▼

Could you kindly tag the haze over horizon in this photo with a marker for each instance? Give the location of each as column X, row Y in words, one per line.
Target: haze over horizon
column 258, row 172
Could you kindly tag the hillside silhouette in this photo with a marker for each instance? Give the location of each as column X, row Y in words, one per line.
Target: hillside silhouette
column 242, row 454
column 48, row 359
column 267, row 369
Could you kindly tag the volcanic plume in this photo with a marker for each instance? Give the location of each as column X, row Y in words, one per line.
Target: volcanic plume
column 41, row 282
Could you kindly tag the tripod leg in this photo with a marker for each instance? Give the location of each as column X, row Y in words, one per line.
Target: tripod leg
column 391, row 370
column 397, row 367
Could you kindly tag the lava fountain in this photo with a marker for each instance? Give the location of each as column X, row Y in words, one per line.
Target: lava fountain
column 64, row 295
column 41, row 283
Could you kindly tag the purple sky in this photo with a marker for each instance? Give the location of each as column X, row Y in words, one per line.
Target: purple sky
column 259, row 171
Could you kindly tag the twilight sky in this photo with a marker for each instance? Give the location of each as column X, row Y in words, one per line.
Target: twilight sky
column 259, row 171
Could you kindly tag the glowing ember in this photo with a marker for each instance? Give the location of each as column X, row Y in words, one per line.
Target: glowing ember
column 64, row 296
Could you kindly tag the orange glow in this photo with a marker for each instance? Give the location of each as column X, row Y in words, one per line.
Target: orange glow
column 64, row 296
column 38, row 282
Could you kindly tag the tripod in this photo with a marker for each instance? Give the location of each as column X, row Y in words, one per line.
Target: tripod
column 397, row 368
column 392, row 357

▲

Starting at the line that contains "Could you kindly tag the orange", print every line through the end of the listing, word for word. Leave out all the rest.

Could you kindly tag the orange glow in this photo with a marker for each instance? Give the location of each as column X, row Y in words, one per line.
Target: orange glow
column 64, row 296
column 38, row 282
Could you kindly tag the tripod in this photo with a marker for each instance? Give the location of each as column X, row Y in words, one per line.
Target: tripod
column 397, row 368
column 392, row 357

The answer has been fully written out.